[start Material for this task]

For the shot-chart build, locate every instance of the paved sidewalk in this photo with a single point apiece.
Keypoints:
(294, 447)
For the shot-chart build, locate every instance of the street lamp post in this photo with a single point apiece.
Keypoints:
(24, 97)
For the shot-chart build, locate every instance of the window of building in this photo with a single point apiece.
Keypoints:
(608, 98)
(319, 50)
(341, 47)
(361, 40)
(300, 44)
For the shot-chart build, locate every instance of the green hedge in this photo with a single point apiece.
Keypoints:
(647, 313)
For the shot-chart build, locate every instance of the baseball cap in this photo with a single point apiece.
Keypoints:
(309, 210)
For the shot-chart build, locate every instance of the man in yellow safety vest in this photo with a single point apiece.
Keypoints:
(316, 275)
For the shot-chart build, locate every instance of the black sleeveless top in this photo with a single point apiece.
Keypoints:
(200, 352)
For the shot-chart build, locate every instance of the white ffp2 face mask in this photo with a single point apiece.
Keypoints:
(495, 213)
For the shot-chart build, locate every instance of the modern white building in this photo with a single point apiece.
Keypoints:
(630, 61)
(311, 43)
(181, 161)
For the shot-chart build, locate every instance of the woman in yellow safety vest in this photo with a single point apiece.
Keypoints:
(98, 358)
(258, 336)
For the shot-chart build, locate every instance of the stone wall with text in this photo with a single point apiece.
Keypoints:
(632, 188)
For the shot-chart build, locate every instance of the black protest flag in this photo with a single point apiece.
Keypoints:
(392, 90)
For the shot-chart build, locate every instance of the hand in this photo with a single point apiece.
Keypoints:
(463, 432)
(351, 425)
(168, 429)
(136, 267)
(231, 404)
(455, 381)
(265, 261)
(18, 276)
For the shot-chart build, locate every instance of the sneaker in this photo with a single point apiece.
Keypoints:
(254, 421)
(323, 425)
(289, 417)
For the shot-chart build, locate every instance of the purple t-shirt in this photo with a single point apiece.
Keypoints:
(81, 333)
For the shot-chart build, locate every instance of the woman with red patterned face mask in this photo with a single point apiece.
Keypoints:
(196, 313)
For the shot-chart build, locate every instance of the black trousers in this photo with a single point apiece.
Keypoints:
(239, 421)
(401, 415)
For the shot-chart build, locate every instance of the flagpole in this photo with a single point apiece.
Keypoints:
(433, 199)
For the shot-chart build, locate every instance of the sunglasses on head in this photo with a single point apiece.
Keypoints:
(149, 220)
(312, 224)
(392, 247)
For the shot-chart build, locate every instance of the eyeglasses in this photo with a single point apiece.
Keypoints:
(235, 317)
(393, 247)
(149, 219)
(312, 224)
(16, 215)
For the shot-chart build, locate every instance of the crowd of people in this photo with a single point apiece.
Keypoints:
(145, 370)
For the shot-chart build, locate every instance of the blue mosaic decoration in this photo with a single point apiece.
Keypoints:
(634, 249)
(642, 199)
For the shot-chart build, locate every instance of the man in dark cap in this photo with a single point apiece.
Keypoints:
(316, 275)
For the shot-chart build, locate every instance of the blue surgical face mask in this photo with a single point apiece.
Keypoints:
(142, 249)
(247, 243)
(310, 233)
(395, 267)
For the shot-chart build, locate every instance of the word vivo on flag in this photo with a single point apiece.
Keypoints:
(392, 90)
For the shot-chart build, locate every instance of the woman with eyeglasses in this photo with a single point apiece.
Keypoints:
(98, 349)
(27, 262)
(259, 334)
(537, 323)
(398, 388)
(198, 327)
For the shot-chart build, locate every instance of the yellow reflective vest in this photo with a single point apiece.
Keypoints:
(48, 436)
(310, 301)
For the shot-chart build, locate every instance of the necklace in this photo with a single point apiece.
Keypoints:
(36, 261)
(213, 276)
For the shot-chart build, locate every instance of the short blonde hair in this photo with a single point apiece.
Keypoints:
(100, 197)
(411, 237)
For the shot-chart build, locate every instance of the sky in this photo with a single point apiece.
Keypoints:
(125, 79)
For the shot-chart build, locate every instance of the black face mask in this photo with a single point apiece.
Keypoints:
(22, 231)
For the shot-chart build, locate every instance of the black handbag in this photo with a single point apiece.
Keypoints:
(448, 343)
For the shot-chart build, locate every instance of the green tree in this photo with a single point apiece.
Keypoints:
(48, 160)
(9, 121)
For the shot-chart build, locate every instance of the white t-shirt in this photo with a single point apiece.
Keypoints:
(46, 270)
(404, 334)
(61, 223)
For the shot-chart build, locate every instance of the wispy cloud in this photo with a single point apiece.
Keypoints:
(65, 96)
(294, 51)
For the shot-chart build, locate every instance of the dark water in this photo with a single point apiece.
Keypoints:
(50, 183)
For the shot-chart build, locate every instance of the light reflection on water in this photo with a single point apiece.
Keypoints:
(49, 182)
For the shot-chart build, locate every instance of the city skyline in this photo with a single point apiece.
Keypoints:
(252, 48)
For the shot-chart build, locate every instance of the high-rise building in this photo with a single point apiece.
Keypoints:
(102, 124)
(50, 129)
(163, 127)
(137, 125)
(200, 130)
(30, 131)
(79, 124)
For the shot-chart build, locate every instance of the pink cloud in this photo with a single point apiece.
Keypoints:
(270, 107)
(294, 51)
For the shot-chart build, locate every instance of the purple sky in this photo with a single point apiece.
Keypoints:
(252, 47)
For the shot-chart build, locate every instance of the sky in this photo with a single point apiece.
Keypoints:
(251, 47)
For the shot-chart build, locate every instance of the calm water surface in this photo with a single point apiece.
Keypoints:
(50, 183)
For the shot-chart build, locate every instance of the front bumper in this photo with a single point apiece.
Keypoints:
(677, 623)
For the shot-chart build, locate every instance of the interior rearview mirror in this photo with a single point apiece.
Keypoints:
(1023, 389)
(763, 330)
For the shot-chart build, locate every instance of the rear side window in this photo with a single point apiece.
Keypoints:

[end Material for this task]

▶ **Work to do**:
Take the material above and return all of it exactly.

▶ **Completed task**:
For the shot-chart build, locate every instance of the paved sidewalk in this photo with a single point apiece.
Keypoints:
(294, 447)
For the shot-chart build, locate every instance of the street lamp post in this photo with a single point apiece.
Keypoints:
(24, 97)
For the shot-chart build, locate every instance of the window of building in this photo with a single point apiece.
Keypoints:
(608, 98)
(319, 50)
(341, 47)
(361, 40)
(300, 44)
For the shot-chart build, locate every instance of the green hedge in this photo with a single point apiece.
Keypoints:
(647, 313)
For the shot-chart build, locate every instance of the baseball cap in this photo with a single point apiece.
Keypoints:
(309, 210)
For the shot-chart build, locate every instance of the man in yellow safety vest in this photo with a single point apiece.
Keypoints:
(316, 275)
For the shot-chart build, locate every instance of the black sleeveless top in this photo with a single point apiece.
Keypoints:
(200, 352)
For the shot-chart build, locate every instance of the white ffp2 face mask in this photo with a single point apiece.
Keypoints:
(495, 213)
For the shot-chart build, locate every instance of the modern white building in this photo with a single point apiece.
Keypoints:
(630, 61)
(311, 43)
(181, 161)
For the shot-chart build, locate every instance of the woman in yellow safety vest in this photo with a single point apiece.
Keypoints:
(98, 358)
(258, 336)
For the shot-chart build, locate every instance of the stone wall with text in this photo with a single point apiece.
Keypoints:
(632, 188)
For the shot-chart build, locate every instance of the black protest flag in this photo with a single point apiece.
Keypoints:
(392, 90)
For the shot-chart build, locate every instance of the hand in this photo with a single point apiece.
Keypoints:
(463, 432)
(351, 425)
(168, 429)
(136, 267)
(231, 404)
(455, 381)
(265, 261)
(18, 276)
For the shot-chart build, locate every instance of the sneaker in this photo with a single point apiece.
Keypoints:
(254, 421)
(323, 425)
(289, 417)
For the shot-chart build, locate every instance of the purple t-shirt in this photo with a single point apiece.
Keypoints:
(81, 333)
For the shot-chart build, locate every instance of the woman with red patterned face mask in this photo with a single point apiece.
Keypoints:
(196, 313)
For the shot-chart build, locate every instance of the black trousers in this photo with a single point apiece.
Keypoints:
(239, 421)
(401, 415)
For the shot-chart build, locate every instance of the flagpole in this photo with a single point apiece.
Keypoints:
(433, 199)
For the shot-chart build, locate every instance of the sunglasses on head in this photo with a single point apiece.
Keypoints:
(149, 220)
(312, 224)
(392, 247)
For the shot-chart build, locate every instance of the eyeglasses in this photo with a single point apiece.
Keypoints:
(235, 317)
(393, 247)
(149, 219)
(312, 224)
(16, 215)
For the shot-chart build, locate every instance of the crowd of people in this photo with a single point apiece.
Keypoints:
(145, 370)
For the shot-chart build, locate every instance of the blue mosaic decoration in this photo with a single point apiece.
Keypoints:
(634, 249)
(642, 199)
For the shot-chart build, locate every instance of the man in dark cap in this photo with a single point apiece.
Keypoints:
(316, 275)
For the shot-chart build, locate every instance of the blue surgical face mask in this photo with a single point apiece.
Keypoints:
(142, 249)
(247, 243)
(310, 233)
(395, 267)
For the shot-chart build, locate every instance of the word vivo on flag in this photo with a single point apiece.
Keypoints:
(392, 90)
For the shot-chart build, locate every instance of the woman with eyeglasses in this photo with a single point apiece.
Keypoints:
(98, 349)
(27, 262)
(259, 334)
(537, 323)
(398, 388)
(198, 327)
For the shot-chart build, locate every instance of the yellow reflective vest in this photo with a single point apiece.
Keypoints:
(48, 436)
(310, 301)
For the shot-chart build, locate every instance of the necklace in this photo with a single point apiece.
Keypoints:
(36, 261)
(213, 276)
For the shot-chart build, locate every instance of the short blonde hair in this photo with a single point apiece.
Keypoints:
(100, 197)
(411, 237)
For the shot-chart build, locate every instance of the sky in this photo with a single point apiece.
Keypoints:
(125, 79)
For the shot-chart build, locate every instance of the black face mask in this photo with a single point apiece.
Keypoints:
(22, 231)
For the shot-chart build, locate every instance of the black handbag in this photo with a single point apiece.
Keypoints:
(448, 343)
For the shot-chart build, locate every instance of the green tree in this photo with a single point apiece.
Keypoints:
(48, 160)
(9, 121)
For the shot-chart build, locate every instance of the white t-shirt in this photo with a single point apiece.
Keypoints:
(46, 270)
(404, 334)
(61, 223)
For the shot-chart build, locate every instance of the wispy cloud in this photo with a single point apiece.
Keypoints:
(65, 96)
(294, 51)
For the shot-chart build, locate every instance of the dark water in this photo with a single point apiece.
Keypoints:
(50, 183)
For the shot-chart build, locate every instance of the light reflection on water in this photo with a single point apiece.
Keypoints:
(49, 182)
For the shot-chart build, locate every instance of the city skyline in this photo with a single point apiece.
Keypoints:
(252, 48)
For the shot-chart build, locate every instance of the high-rise building in this photo with a single point apiece.
Keypoints:
(102, 124)
(50, 129)
(163, 127)
(137, 125)
(200, 130)
(30, 131)
(79, 124)
For the shot-chart build, locate every instance of the pink cloud in this photo with a single point apiece.
Keypoints:
(270, 107)
(294, 51)
For the shot-chart build, locate every instance of the purple sky in this photo with a single point apiece.
Keypoints:
(252, 47)
For the shot-chart build, locate every instance of the sky in this photo with a single point apiece.
Keypoints:
(251, 47)
For the shot-chart build, locate every instance of the calm water surface in this photo with a single point apiece.
Keypoints:
(50, 183)
For the shot-chart build, locate every instance of the front bumper in this photo with a single point apiece.
Keypoints:
(677, 623)
For the shot-chart build, locate every instance of the interior rearview mirror in this photo with a single point apiece.
Keypoints:
(1023, 389)
(763, 330)
For the shot-chart build, locate every instance of the rear side window in this photo with a single point apiece.
Keypoints:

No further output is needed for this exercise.